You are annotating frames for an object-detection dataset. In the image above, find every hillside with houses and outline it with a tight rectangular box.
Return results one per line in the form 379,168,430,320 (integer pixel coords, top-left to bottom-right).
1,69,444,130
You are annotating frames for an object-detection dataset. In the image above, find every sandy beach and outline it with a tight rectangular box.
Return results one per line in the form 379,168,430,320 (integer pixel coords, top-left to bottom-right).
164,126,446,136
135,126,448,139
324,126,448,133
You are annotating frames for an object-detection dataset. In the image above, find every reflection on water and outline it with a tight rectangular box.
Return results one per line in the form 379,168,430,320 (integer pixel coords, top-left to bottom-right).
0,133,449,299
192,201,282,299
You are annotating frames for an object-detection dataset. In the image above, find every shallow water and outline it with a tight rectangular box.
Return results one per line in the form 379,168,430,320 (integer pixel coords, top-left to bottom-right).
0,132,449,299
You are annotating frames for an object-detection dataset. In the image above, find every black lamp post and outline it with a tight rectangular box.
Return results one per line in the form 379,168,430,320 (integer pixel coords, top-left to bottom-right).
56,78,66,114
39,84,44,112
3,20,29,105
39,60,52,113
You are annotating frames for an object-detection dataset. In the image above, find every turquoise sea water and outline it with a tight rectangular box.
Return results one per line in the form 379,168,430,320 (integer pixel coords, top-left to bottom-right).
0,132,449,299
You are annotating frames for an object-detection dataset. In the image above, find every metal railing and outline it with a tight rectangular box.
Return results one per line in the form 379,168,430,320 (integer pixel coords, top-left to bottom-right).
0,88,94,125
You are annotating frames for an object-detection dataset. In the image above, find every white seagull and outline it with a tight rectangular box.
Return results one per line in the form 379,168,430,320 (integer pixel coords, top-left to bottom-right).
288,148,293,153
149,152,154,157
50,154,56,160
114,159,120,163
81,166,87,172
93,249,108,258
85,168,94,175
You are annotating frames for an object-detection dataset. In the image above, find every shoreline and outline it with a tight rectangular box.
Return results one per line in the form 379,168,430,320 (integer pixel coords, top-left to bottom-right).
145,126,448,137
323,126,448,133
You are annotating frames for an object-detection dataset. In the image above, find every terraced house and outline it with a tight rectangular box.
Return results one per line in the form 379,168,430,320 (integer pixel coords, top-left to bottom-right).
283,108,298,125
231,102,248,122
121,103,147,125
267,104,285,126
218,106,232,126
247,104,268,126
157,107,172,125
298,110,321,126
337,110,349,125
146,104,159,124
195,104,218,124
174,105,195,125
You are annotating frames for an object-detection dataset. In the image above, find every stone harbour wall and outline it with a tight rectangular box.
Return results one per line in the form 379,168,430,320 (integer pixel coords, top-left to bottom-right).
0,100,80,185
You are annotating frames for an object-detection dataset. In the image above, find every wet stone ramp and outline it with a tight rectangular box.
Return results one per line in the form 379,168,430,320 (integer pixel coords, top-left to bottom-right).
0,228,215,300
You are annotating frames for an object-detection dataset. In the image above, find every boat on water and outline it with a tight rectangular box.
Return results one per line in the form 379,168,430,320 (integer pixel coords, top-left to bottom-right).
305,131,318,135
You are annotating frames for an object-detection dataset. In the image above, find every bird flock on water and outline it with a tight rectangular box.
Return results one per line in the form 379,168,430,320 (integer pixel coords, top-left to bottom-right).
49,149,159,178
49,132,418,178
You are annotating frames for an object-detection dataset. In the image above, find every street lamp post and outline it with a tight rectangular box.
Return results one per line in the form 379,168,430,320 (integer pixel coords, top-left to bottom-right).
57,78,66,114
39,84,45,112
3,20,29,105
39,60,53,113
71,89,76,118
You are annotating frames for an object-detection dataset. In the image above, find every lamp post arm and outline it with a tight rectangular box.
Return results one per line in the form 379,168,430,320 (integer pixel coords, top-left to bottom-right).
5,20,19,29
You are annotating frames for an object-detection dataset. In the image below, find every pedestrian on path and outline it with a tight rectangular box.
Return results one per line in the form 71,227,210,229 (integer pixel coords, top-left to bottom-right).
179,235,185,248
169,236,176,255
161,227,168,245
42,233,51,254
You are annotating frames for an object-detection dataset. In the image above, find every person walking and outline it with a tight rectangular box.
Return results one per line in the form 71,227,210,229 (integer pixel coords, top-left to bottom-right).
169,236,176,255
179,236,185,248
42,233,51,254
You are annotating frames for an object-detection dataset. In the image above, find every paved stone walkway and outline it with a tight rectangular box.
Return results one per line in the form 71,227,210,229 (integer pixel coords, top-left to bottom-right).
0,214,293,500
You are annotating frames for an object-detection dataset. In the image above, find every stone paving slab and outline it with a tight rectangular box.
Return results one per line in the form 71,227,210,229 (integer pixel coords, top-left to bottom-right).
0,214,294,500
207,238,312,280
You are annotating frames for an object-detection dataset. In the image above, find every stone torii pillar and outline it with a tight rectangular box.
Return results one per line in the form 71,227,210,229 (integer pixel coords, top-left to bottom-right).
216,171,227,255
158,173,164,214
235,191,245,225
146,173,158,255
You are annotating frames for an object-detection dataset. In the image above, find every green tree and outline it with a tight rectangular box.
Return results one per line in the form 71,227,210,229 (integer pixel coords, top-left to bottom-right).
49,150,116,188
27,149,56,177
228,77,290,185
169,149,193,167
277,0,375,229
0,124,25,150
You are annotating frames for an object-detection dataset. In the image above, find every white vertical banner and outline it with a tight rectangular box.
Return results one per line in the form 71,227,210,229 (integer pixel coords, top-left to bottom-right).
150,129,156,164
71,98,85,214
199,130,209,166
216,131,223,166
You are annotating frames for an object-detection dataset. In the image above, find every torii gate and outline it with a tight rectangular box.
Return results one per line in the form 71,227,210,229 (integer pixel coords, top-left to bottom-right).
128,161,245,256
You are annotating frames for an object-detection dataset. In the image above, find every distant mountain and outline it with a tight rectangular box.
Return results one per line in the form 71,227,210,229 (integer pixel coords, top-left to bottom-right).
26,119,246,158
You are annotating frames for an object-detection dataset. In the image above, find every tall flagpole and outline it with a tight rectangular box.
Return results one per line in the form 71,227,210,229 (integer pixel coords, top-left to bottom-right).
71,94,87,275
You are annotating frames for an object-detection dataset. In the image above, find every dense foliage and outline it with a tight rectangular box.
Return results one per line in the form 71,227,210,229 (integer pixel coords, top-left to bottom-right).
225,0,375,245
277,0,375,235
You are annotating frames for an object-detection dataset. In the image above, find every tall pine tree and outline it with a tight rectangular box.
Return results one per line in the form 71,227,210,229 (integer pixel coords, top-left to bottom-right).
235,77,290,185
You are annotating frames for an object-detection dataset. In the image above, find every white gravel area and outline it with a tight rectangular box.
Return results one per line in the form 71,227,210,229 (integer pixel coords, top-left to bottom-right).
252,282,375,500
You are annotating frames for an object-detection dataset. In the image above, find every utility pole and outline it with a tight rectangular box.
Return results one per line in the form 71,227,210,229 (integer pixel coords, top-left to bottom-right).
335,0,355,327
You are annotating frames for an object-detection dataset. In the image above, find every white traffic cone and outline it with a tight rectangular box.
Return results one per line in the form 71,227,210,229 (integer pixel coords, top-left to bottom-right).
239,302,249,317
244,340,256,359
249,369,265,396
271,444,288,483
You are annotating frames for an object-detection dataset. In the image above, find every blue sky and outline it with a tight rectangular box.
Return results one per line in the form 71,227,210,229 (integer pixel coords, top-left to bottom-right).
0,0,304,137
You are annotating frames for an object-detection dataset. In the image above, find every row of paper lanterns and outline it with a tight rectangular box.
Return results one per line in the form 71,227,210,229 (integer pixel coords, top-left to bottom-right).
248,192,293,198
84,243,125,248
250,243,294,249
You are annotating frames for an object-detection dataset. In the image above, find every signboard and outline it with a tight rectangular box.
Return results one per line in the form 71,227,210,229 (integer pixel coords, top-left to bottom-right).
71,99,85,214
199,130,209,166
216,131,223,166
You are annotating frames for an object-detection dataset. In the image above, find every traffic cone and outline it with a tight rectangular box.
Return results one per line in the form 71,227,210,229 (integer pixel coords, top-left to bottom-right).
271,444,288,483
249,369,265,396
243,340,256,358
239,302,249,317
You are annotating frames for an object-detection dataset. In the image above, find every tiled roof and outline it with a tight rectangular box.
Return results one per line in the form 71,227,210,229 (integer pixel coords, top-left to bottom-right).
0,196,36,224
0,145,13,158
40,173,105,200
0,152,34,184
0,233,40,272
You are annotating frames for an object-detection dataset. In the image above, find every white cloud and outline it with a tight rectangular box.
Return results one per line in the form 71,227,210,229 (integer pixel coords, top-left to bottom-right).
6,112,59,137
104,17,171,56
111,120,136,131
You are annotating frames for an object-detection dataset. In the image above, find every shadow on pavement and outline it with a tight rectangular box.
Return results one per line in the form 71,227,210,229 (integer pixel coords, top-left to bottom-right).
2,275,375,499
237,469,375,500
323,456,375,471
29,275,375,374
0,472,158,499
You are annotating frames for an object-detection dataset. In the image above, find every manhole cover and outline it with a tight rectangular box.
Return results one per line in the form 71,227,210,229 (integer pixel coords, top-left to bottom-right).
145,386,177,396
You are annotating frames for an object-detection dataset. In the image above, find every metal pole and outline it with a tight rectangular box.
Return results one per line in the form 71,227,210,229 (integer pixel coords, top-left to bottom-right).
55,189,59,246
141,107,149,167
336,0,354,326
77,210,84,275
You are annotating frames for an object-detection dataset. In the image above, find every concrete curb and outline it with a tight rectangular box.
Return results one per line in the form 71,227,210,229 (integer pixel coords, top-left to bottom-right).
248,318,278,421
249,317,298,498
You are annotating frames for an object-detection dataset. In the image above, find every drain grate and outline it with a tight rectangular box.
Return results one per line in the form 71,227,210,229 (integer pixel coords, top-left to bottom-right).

* **WHAT TO DO**
Beginning with the very first line of the records above, please retype each line through the one that has "find every reflection", and add nothing.

* **ANSWER FOR THIS EXERCISE**
You are annotating frames for an object-detection dataset. In the image above, find every hillside with houses and outline it with a tight rectangular box.
Return results one per line in the form 379,168,430,320 (integer pixel coords, top-left to bottom-right).
1,69,444,130
You are annotating frames for an object-detection dataset. In the image above, find every sandy beach and outline it with a tight rectangular box.
Return results one per line in the form 379,168,430,320 (integer pixel coords, top-left to bottom-right).
164,126,446,136
135,126,448,139
324,126,448,133
You are annotating frames for an object-detection dataset. In the image above, find every reflection on water and outline it with a tight rectangular box.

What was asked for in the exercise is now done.